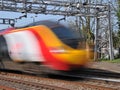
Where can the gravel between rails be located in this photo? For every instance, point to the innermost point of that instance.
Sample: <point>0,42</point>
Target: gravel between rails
<point>70,85</point>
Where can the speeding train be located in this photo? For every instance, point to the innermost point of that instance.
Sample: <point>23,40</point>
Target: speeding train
<point>46,43</point>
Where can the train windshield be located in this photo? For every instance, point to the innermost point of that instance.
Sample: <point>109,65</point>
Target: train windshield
<point>68,36</point>
<point>65,33</point>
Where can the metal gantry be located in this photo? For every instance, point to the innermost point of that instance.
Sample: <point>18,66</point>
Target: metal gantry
<point>79,8</point>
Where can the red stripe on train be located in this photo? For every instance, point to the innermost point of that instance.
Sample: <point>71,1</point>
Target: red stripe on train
<point>51,61</point>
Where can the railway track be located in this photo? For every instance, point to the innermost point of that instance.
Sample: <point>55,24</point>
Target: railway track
<point>27,82</point>
<point>10,81</point>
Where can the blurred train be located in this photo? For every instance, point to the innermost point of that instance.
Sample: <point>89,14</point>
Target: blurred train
<point>45,43</point>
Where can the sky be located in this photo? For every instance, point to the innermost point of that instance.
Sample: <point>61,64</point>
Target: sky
<point>24,21</point>
<point>30,18</point>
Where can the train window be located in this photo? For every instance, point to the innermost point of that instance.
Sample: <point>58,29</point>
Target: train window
<point>68,36</point>
<point>65,33</point>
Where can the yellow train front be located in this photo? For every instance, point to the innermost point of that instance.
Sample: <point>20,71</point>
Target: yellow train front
<point>47,43</point>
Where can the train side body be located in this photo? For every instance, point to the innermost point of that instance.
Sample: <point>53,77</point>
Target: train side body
<point>41,44</point>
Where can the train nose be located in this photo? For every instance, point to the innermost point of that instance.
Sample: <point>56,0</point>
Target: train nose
<point>3,48</point>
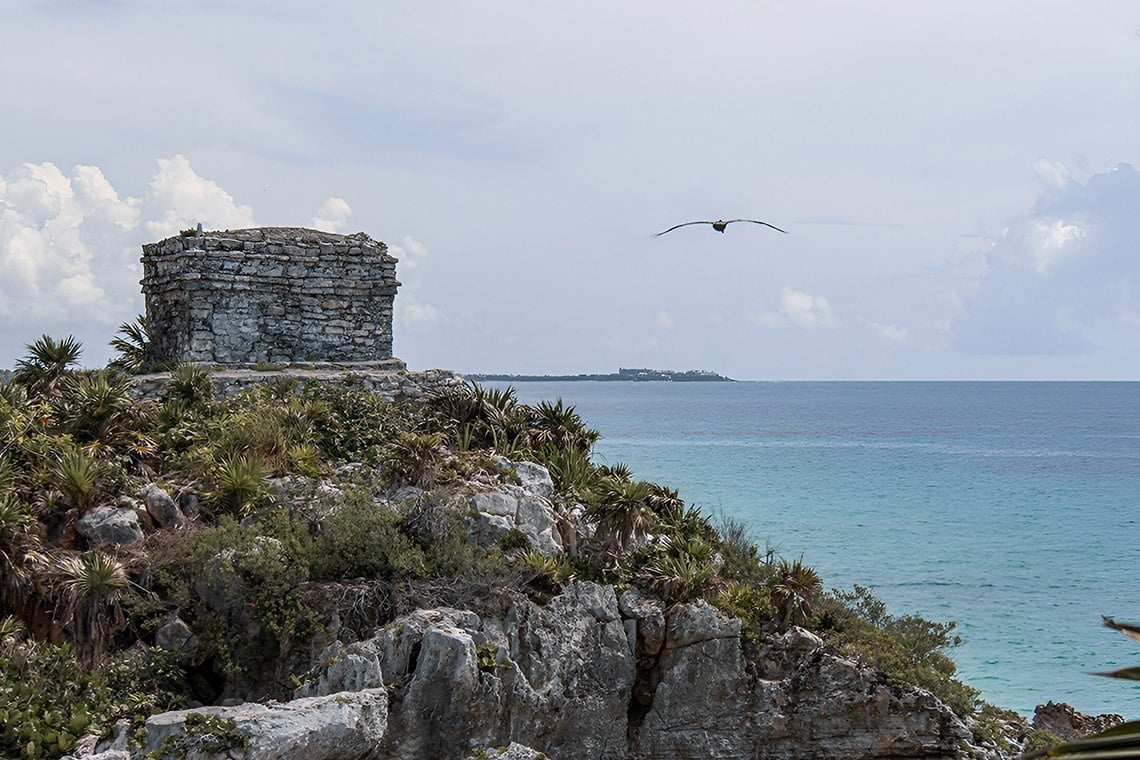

Directions |
Reproduce all of the material above with "innermost point" swapped for "central point" at every occurrence and everything else left unchanged. Omit the pictures from your answer.

Task output |
Where can the gravel between rails be located in this photo? For every instance, point to the central point of that instance.
Sample: <point>0,42</point>
Target: gravel between rails
<point>70,85</point>
Where can the speeding train be located in this photo? For every instance, point to the central point of that instance.
Sample: <point>23,40</point>
Target: speeding train
<point>46,43</point>
Where can the train windshield be located in this photo? For every instance, point to the central point of that instance.
Sample: <point>109,65</point>
Target: train windshield
<point>68,36</point>
<point>65,33</point>
Where can the metal gantry be located in this photo? For every instance, point to the central point of that instance.
Sample: <point>18,66</point>
Target: metal gantry
<point>79,8</point>
Where can the red stripe on train be located in this photo? For every instance, point to the central point of that instance.
Sample: <point>71,1</point>
Target: red stripe on train
<point>51,61</point>
Where can the railway track be located in this photo? For every instance, point to the central point of that instance.
Sample: <point>55,24</point>
Target: railway track
<point>27,82</point>
<point>10,81</point>
Where can the blurred train be located in this photo? For every instance, point to the central point of that instance.
Sample: <point>89,14</point>
Target: blurred train
<point>45,43</point>
Where can the sky be located in this photo? For every instance, point to the central point of that instance.
Sample: <point>61,64</point>
Target: sky
<point>24,21</point>
<point>30,18</point>
Where can the train window be located in this photo? For every instance, point to the central point of that instance.
Sample: <point>58,29</point>
Target: train window
<point>68,36</point>
<point>65,33</point>
Where can the yellow train front be located in this photo? For every instance, point to the central point of that instance.
Sample: <point>20,71</point>
Target: yellow train front
<point>47,43</point>
Where can the train side body be located in this photo? For every instance, point to the central point of that instance.
Sample: <point>53,77</point>
Target: train side body
<point>41,44</point>
Where can the train nose be located in this photo? For every instance, point to the central point of that instance.
Sample: <point>56,0</point>
Target: train nose
<point>3,48</point>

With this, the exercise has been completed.